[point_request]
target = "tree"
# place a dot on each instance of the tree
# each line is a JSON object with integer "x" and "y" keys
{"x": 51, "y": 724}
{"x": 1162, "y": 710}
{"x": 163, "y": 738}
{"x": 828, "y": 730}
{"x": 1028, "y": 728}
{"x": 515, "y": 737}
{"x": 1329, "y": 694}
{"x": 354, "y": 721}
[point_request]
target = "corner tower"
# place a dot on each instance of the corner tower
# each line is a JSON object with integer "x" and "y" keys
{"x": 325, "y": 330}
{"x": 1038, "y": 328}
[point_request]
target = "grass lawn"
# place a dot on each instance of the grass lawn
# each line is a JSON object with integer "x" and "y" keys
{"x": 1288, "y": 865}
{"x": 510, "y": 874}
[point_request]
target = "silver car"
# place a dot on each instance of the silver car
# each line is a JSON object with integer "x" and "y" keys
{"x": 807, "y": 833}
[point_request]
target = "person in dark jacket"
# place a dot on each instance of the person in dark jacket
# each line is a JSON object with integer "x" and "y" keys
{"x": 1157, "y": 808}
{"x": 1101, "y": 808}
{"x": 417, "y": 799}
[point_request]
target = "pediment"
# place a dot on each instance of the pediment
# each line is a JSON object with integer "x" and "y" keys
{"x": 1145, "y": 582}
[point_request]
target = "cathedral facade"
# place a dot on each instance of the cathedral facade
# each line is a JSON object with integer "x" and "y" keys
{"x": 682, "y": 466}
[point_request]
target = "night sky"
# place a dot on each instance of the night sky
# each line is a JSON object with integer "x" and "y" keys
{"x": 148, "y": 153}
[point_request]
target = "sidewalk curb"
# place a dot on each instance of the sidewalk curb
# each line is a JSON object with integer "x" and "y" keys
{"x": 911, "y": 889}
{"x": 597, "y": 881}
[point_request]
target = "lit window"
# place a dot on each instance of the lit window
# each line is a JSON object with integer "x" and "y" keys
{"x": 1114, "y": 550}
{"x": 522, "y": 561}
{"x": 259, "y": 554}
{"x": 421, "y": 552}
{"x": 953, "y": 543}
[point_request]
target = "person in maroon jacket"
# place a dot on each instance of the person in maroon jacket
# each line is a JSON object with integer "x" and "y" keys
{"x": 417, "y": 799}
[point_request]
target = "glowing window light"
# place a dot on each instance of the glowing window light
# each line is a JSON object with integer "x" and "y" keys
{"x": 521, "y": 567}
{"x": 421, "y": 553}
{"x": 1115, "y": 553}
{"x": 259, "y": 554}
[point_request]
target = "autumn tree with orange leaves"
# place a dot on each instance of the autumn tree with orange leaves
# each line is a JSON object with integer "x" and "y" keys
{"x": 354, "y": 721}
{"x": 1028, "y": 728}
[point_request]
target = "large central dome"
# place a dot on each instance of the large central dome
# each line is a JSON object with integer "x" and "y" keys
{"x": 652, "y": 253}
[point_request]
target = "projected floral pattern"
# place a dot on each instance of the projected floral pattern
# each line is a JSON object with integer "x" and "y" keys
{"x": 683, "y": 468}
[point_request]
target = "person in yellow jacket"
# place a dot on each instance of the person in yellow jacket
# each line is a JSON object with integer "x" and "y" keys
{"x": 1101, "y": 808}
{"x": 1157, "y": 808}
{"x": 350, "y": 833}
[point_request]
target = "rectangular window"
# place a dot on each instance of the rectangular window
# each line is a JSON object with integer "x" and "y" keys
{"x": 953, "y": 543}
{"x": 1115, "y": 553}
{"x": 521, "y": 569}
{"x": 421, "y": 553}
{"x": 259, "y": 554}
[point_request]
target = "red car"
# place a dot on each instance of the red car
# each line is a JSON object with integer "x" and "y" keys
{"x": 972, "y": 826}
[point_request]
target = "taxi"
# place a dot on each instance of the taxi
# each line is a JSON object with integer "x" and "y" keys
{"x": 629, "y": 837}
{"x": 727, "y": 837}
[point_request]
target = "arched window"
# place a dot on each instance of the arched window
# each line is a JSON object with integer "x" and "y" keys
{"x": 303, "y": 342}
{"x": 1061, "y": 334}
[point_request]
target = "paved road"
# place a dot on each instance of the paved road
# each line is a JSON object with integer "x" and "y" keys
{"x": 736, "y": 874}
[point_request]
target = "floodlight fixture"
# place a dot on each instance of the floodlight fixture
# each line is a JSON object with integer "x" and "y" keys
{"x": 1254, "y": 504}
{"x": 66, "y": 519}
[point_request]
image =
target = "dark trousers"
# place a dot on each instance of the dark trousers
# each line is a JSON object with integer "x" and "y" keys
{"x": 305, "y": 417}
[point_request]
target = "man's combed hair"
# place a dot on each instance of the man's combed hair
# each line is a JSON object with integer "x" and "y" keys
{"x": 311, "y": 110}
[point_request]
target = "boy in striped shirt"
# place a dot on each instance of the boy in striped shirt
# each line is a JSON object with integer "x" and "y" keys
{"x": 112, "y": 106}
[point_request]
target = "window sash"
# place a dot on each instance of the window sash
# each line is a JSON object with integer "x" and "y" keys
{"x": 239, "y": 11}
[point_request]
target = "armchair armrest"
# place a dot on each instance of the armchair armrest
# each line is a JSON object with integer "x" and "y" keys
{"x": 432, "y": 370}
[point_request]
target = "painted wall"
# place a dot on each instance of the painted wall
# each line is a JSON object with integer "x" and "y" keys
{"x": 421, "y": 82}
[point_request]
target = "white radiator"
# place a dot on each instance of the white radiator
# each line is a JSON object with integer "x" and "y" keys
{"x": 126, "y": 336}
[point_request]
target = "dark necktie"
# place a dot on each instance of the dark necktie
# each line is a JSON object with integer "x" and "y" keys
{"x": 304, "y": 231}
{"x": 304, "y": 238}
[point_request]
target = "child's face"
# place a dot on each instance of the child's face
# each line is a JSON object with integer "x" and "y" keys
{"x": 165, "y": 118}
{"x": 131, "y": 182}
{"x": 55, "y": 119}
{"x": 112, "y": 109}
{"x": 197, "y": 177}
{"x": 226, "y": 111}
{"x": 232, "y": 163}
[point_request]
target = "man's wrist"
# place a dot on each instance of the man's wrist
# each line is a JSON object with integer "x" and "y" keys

======

### The problem
Copy out each line from the preceding entries that mentions the word "person".

### Solution
target = "person in dark jacket"
# place a dot on each instance of the person in dark jacket
target = "person in maroon jacket"
# place a dot on each instance of the person in maroon jacket
target = "person in yellow jacket"
# place a dot on each instance of the person in yellow jacket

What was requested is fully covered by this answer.